* [Problem to solve]:
Every line in the listing is to be echoed verbatim.

* [Exercise materials]:
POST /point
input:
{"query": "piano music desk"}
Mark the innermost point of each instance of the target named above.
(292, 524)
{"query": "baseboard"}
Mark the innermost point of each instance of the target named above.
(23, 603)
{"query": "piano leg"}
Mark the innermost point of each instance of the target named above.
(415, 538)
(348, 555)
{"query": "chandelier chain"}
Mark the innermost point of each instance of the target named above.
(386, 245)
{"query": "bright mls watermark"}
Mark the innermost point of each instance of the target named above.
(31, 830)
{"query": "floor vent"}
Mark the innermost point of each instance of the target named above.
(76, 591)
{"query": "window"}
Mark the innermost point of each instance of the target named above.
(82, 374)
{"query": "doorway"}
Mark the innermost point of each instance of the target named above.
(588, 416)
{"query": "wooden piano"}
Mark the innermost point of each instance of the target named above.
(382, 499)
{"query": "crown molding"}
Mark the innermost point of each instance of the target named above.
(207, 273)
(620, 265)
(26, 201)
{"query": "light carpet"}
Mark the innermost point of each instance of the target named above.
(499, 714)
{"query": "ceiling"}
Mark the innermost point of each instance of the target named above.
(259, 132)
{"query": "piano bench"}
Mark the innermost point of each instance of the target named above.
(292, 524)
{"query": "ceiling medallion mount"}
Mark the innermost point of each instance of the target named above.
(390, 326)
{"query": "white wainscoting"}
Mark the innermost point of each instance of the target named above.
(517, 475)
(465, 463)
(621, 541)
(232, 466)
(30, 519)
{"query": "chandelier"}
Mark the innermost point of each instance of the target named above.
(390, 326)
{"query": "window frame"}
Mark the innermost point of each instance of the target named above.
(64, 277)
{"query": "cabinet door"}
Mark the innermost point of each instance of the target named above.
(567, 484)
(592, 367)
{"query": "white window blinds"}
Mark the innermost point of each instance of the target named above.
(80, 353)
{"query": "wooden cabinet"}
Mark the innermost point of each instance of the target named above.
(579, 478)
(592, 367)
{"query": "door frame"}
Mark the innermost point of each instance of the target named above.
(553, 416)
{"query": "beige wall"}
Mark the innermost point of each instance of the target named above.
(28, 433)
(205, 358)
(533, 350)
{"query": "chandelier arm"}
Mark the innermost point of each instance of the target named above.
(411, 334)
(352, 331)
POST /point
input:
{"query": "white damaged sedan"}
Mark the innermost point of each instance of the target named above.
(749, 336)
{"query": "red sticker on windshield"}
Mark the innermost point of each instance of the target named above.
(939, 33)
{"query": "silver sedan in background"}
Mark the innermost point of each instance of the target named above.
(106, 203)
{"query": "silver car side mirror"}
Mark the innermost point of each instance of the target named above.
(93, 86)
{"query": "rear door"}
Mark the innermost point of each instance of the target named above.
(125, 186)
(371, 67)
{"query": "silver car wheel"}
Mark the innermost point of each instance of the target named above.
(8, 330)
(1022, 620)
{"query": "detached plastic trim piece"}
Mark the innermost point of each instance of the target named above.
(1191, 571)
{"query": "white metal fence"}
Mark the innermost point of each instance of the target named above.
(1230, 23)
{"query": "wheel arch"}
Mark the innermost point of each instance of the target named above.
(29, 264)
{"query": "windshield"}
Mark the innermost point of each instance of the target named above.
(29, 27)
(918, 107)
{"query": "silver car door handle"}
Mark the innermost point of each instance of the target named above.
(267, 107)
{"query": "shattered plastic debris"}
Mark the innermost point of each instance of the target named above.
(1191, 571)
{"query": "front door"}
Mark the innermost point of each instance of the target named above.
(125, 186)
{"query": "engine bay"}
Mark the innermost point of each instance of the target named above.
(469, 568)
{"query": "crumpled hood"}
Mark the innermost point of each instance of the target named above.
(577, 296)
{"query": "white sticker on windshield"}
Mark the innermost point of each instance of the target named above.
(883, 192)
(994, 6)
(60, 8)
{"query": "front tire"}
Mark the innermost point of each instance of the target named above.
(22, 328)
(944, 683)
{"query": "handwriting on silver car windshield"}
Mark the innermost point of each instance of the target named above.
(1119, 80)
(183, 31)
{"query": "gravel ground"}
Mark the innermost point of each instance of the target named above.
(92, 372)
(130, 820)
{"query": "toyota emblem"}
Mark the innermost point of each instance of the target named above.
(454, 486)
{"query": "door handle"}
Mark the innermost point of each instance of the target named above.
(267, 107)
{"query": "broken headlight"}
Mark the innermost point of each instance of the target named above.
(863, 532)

* [Complete response]:
POST /point
input:
{"query": "piano music desk"}
Mark the innermost point of each instance of the target named above.
(292, 524)
{"query": "baseboard"}
Mark the innermost point of each instance of the target named above.
(23, 603)
{"query": "piano leg"}
Mark the innermost point of each instance of the target named above.
(415, 538)
(348, 555)
{"query": "chandelier chain"}
Mark the innermost point of each instance of the target named above.
(386, 245)
{"query": "bright mls watermark"}
Mark the innermost point of each instance of the target named above.
(31, 830)
{"query": "floor vent"}
Mark the innermost point of each instance of the target named above.
(76, 591)
{"query": "window"}
Mark the innermost point of each instance of the target named above.
(82, 374)
{"query": "doorway"}
Mark the innermost point of each instance of the target named above.
(588, 416)
{"query": "wooden piano"}
Mark the innermost point of each instance of the target named above.
(382, 499)
{"query": "crown molding"}
Mark the innermost point of each instance of the target named above.
(207, 273)
(620, 265)
(26, 201)
{"query": "light carpet"}
Mark the innermost point of each instance of the target named above.
(499, 714)
{"query": "ceiling"}
Mark the innermost point of each instance of the target named above.
(259, 132)
{"query": "piano bench"}
Mark the innermost point of each instance of the target named above.
(292, 524)
{"query": "ceiling medallion mount"}
Mark the innermost point of each instance of the target named above.
(390, 326)
{"query": "white wainscoting"}
Mark the innermost point of each instance of the target named above.
(517, 475)
(465, 463)
(621, 541)
(232, 466)
(30, 519)
{"query": "chandelier"}
Mark the innermost point of each instance of the target named above.
(390, 326)
{"query": "window frame"}
Mark the innermost point of each instance of the target named above.
(64, 277)
{"query": "cabinet door"}
Mark the innermost point of each instance of the target named above.
(567, 484)
(592, 367)
{"query": "white window blinds"}
Mark the innermost point of each instance of the target named above.
(80, 353)
{"query": "wooden cabinet"}
Mark the innermost point of each instance of the target named above.
(579, 478)
(592, 367)
{"query": "door frame"}
Mark the innermost point of each instance of the target named above.
(553, 416)
{"query": "beige wall"}
Mark the innermost point of each instance of the target named above.
(28, 433)
(205, 358)
(533, 350)
{"query": "chandelier arm"}
Mark the innermost point of each instance of the target named above.
(411, 334)
(352, 331)
POST /point
input:
{"query": "white damaged sedan"}
Mark the innermost point of each instance of the target named above.
(749, 336)
{"query": "red sticker on windshield"}
Mark the innermost point of each instance of the target named above.
(939, 33)
{"query": "silver sedan in background"}
Mark the innermost point of each instance of the target named above.
(106, 203)
{"query": "silver car side mirror"}
Mark the innermost point of each instance of the target named above.
(93, 86)
{"query": "rear door"}
Mark the innermost point of each instance of the target named above.
(125, 186)
(371, 67)
{"query": "silver car wheel"}
Mark the innermost point of each instance of the target named above.
(8, 330)
(1022, 620)
{"query": "detached plastic trim piece"}
Mark the innermost point of each instance of the target named above.
(1191, 571)
{"query": "white metal fence"}
Mark the innermost point of each instance of the target named above.
(1230, 23)
{"query": "wheel arch"}
Mark the innermost point of each instance of the target named above.
(29, 264)
{"query": "windshield"}
Mark the innermost point of each instance of the target named above.
(29, 27)
(918, 107)
{"query": "silver car door handle"}
Mark the innermost point of each instance of the target named above.
(267, 107)
{"query": "shattered plastic debris"}
Mark the innermost point of each instance of the target named above.
(1191, 571)
{"query": "front door"}
Mark the innermost point of each instance of the target named above.
(125, 186)
{"query": "engine bay"}
Mark the innermost point of each instance of the target named above.
(469, 568)
{"query": "crumpled hood"}
Mark the innermost point of each instance of the target named above.
(577, 296)
{"query": "white sticker on windshield"}
Mark the innermost point of each instance of the target named above.
(883, 192)
(994, 6)
(60, 8)
{"query": "front tire"}
Mark the innermost point of each instance of the target named above.
(22, 328)
(944, 683)
{"query": "handwriting on silver car windshield"}
Mark the innermost point of each instance of the target named above.
(1119, 80)
(183, 31)
{"query": "gravel ground"}
Mark the innermost point of each instance of the target named above.
(92, 372)
(130, 820)
{"query": "toyota emblem"}
Mark the innermost point of each instance of the target named above.
(454, 486)
{"query": "door handle"}
Mark the innermost point of each instance of the target named above.
(267, 107)
{"query": "broken headlight"}
Mark the innermost point of each instance of the target named above.
(863, 532)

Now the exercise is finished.